▶ Consigne 1:
Quelles lignes des entrées contiennent la chaîne « seat » ? Sélectionnez-les toutes et recopiez chacune intégralement.

▶ Texte à lire:
____

Le règne du roi Donnchad Ier à partir de 1034 est troublé par des échecs militaires. Il est défait et tué par le Mormaer de Moray, Macbeth, qui devient roi en 1040[20]. Macbeth règne pendant dix-sept ans, période durant laquelle l’Écosse connait une telle période de paix que le roi peut se permettre de partir en pèlerinage pour Rome. Il est néanmoins renversé par Máel Coluim, le fils de Donnchad, qui dix-huit mois plus tard vainc Lulach Ier, beau-fils et successeur de Macbeth, pour devenir le roi Malcolm III.
C’est Malcolm III, et non son père Donnchad, qui œuvre le plus pour créer la dynastie qui dirige l’Écosse au cours des deux siècles suivants. Une partie de ce succès réside dans le grand nombre d’enfants qu’il eut —peut-être une douzaine— lors de son mariage avec Ingebjørg Finnsdottir, issue de la noblesse norroise, puis avec la princesse anglo-hongroise Marguerite. Bien que celle-ci soit issue de la maison de Wessex, Malcolm passe la majeure partie de son règne à pratiquer des rafles d’esclaves contre les Anglais, s’ajoutant aux malheurs de ce peuple après les conquêtes normandes. Marianus Scotus raconte que « les Gaëls et les Français terrassèrent les Anglais ; et [les Anglais] furent dispersés et moururent de faim ; et furent contraints de manger de la chair humaine »[21].

____

▶ Lignes de données:

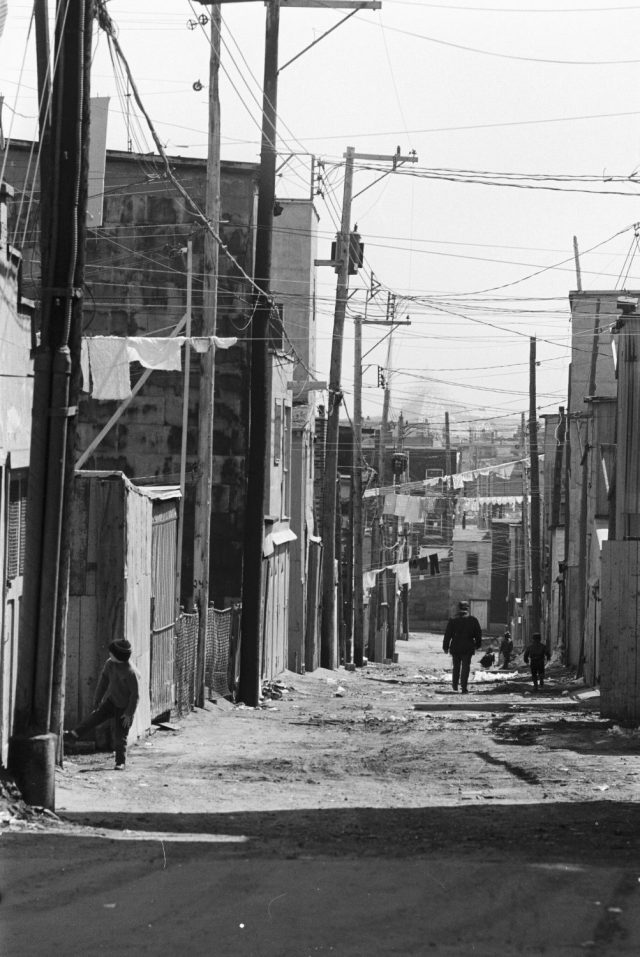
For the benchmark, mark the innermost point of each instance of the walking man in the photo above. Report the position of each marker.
(535, 655)
(463, 636)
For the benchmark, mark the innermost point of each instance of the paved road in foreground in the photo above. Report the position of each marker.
(277, 877)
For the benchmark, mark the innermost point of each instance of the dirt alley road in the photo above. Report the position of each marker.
(368, 812)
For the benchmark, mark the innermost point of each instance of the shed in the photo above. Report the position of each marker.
(122, 584)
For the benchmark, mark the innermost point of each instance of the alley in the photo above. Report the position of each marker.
(368, 812)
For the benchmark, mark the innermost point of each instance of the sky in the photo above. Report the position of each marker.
(525, 122)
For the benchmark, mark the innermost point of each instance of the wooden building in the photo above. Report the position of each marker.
(16, 392)
(122, 584)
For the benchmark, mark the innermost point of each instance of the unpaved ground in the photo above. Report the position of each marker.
(385, 736)
(367, 813)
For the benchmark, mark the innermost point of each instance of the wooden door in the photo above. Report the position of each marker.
(163, 578)
(14, 527)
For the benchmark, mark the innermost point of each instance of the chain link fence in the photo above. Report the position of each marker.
(221, 665)
(186, 657)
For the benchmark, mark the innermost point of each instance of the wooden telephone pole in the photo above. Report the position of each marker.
(204, 476)
(329, 511)
(40, 684)
(536, 579)
(260, 390)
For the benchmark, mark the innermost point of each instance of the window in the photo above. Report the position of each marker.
(286, 461)
(277, 433)
(17, 526)
(472, 564)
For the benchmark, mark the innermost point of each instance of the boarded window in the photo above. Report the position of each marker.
(277, 433)
(286, 462)
(472, 564)
(17, 526)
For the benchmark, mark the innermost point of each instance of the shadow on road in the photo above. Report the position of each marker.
(544, 832)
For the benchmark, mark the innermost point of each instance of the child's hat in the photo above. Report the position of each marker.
(121, 649)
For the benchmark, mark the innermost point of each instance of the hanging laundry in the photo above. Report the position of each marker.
(403, 573)
(401, 505)
(412, 513)
(505, 471)
(369, 580)
(203, 343)
(109, 367)
(389, 507)
(84, 366)
(154, 352)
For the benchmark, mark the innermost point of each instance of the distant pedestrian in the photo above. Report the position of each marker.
(506, 648)
(463, 636)
(488, 659)
(536, 653)
(116, 698)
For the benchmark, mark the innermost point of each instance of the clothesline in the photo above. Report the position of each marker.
(401, 569)
(457, 479)
(105, 360)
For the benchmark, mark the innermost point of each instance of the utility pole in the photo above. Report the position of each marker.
(536, 583)
(185, 426)
(260, 395)
(204, 475)
(260, 389)
(382, 610)
(327, 640)
(358, 590)
(526, 553)
(40, 684)
(343, 252)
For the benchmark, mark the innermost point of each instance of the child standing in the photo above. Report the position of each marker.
(506, 649)
(116, 697)
(536, 653)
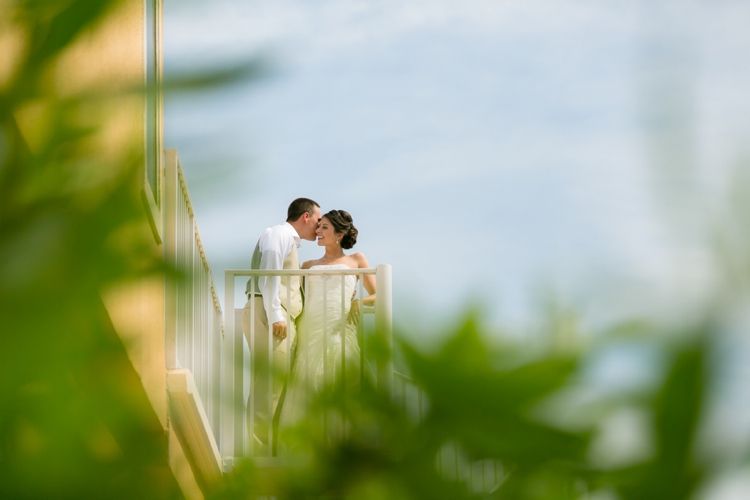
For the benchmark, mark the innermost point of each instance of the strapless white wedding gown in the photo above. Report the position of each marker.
(326, 343)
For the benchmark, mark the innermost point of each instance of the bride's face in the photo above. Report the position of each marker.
(326, 234)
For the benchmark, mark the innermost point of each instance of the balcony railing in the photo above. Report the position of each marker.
(194, 328)
(240, 385)
(210, 364)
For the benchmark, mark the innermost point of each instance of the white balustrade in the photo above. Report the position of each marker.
(193, 324)
(239, 351)
(209, 361)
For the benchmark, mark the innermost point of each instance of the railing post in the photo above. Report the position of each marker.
(228, 397)
(170, 256)
(384, 324)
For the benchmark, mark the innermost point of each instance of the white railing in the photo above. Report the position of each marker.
(238, 383)
(194, 326)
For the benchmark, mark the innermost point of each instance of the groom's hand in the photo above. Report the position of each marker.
(279, 329)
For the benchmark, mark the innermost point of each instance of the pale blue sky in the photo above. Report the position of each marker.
(487, 150)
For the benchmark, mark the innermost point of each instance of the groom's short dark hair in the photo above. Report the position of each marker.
(299, 207)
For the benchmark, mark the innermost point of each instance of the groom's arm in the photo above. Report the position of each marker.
(274, 248)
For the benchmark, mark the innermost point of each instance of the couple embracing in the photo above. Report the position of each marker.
(307, 320)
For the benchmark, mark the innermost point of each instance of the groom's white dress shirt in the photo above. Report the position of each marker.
(274, 245)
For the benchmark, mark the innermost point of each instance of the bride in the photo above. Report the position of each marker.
(326, 327)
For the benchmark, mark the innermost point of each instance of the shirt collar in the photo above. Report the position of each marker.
(297, 240)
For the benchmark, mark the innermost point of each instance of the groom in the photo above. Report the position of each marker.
(276, 249)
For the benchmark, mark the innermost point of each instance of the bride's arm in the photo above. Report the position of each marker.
(368, 280)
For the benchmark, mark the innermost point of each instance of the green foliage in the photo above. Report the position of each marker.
(485, 399)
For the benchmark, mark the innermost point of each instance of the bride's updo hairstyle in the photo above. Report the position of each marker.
(342, 224)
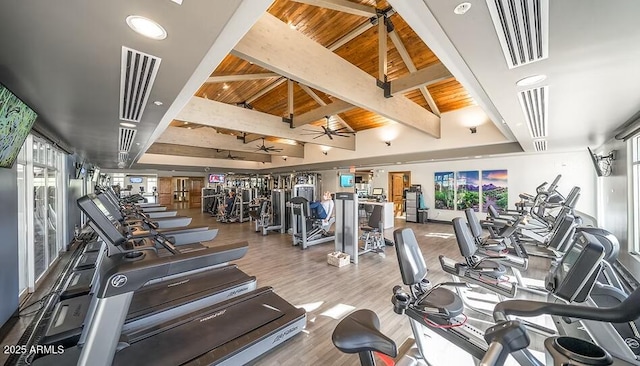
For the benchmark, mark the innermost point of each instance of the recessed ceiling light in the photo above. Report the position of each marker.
(531, 80)
(146, 27)
(462, 8)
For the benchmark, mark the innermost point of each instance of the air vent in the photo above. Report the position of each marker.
(540, 145)
(123, 157)
(523, 29)
(137, 74)
(125, 139)
(534, 103)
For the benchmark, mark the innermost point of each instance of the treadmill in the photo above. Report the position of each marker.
(179, 236)
(165, 220)
(153, 303)
(233, 332)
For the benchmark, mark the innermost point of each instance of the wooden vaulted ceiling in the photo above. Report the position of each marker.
(325, 26)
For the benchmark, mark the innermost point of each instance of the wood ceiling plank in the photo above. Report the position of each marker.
(343, 6)
(203, 152)
(429, 75)
(251, 137)
(241, 77)
(321, 101)
(217, 114)
(336, 107)
(209, 138)
(272, 44)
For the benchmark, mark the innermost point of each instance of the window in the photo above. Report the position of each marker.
(41, 214)
(635, 171)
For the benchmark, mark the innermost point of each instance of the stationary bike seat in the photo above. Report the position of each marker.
(359, 332)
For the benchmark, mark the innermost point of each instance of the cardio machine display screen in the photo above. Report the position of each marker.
(216, 178)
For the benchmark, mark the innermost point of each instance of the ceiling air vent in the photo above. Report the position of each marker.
(123, 157)
(534, 103)
(125, 139)
(540, 145)
(523, 29)
(137, 74)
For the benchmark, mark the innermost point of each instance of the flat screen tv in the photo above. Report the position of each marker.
(347, 180)
(216, 178)
(16, 120)
(596, 162)
(96, 174)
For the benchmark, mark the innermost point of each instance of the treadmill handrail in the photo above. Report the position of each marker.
(626, 311)
(129, 276)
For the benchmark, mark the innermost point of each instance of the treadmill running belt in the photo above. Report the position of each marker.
(158, 297)
(211, 329)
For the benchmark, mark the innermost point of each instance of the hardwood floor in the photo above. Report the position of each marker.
(304, 278)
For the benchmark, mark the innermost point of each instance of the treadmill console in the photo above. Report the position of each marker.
(573, 278)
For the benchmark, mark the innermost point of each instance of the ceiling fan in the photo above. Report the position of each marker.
(328, 131)
(267, 149)
(232, 157)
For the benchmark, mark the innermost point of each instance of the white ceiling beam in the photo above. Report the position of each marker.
(350, 36)
(274, 45)
(264, 91)
(319, 100)
(203, 152)
(334, 46)
(420, 18)
(241, 77)
(334, 108)
(423, 77)
(382, 50)
(290, 98)
(234, 29)
(251, 137)
(209, 138)
(218, 114)
(342, 6)
(406, 58)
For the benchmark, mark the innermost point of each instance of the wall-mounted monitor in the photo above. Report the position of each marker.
(96, 174)
(216, 178)
(16, 120)
(596, 162)
(347, 180)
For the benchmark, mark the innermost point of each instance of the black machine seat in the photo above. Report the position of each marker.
(446, 301)
(476, 232)
(468, 249)
(412, 265)
(374, 220)
(360, 332)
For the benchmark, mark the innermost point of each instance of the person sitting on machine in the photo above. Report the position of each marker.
(228, 203)
(323, 209)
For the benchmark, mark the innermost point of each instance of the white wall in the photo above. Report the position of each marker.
(616, 193)
(454, 134)
(526, 172)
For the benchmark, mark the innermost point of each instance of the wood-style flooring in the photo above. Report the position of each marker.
(304, 278)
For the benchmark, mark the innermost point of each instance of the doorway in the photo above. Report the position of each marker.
(398, 181)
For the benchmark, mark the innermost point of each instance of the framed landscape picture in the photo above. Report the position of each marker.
(495, 190)
(468, 190)
(444, 190)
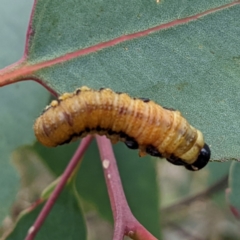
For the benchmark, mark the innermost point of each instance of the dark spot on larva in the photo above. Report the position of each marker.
(45, 110)
(110, 132)
(68, 118)
(46, 130)
(150, 149)
(145, 99)
(175, 160)
(170, 109)
(87, 129)
(131, 143)
(121, 110)
(122, 135)
(78, 91)
(98, 129)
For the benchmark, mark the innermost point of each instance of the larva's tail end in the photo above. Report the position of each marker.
(202, 159)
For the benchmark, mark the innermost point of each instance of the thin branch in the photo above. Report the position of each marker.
(124, 221)
(64, 178)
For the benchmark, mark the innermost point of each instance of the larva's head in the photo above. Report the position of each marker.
(202, 160)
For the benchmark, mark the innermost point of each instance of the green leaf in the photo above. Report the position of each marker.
(90, 183)
(16, 112)
(138, 178)
(66, 212)
(191, 63)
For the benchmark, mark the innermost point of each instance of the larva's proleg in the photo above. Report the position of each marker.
(138, 122)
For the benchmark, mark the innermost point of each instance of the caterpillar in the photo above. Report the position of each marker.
(139, 122)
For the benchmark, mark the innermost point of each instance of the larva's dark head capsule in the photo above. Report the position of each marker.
(202, 160)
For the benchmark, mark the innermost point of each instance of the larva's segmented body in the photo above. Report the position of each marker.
(140, 123)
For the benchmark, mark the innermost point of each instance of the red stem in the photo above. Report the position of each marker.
(124, 221)
(64, 178)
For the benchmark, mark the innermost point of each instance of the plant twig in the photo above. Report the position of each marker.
(124, 221)
(64, 178)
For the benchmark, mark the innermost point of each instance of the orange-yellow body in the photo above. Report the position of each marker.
(118, 116)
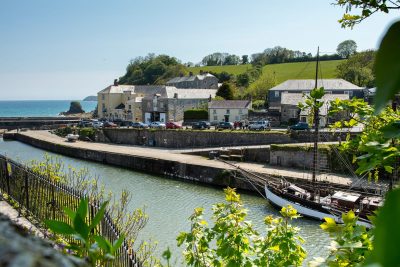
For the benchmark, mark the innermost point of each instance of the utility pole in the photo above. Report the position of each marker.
(316, 123)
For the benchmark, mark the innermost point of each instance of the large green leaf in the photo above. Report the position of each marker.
(387, 232)
(388, 67)
(60, 227)
(82, 208)
(99, 215)
(81, 227)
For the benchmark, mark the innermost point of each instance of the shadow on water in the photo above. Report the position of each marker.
(170, 202)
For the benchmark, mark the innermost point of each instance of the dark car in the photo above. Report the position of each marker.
(224, 125)
(173, 125)
(300, 126)
(201, 125)
(139, 125)
(109, 124)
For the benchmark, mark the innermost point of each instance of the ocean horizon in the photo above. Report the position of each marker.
(40, 108)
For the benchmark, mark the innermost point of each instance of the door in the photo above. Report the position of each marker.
(147, 117)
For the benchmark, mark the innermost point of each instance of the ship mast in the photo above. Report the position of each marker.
(316, 123)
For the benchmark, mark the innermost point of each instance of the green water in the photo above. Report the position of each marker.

____

▶ Consigne 2:
Ces affirmations s'accordent-elles avec le texte sur les rois d'Écosse : (a) Macbeth règne pendant dix-sept ans ; (b) Lulach Ier est le fils de Macbeth ; (c) Marguerite est issue de la noblesse norroise ? Répondez à chacune par oui ou non, en citant les mots décisifs du texte.

▶ Corrigé détaillé 1:
For the benchmark, mark the innermost point of each instance of the stationary bike seat in the photo above. Report the position of each marker.
For the benchmark, mark the innermost point of each instance of the black machine seat in the photo above. Report the position of each marker.

▶ Corrigé détaillé 2:
(a) Oui : « Macbeth règne pendant dix-sept ans ».
(b) Non : « beau-fils et successeur de Macbeth ».
(c) Non : « la princesse anglo-hongroise Marguerite ».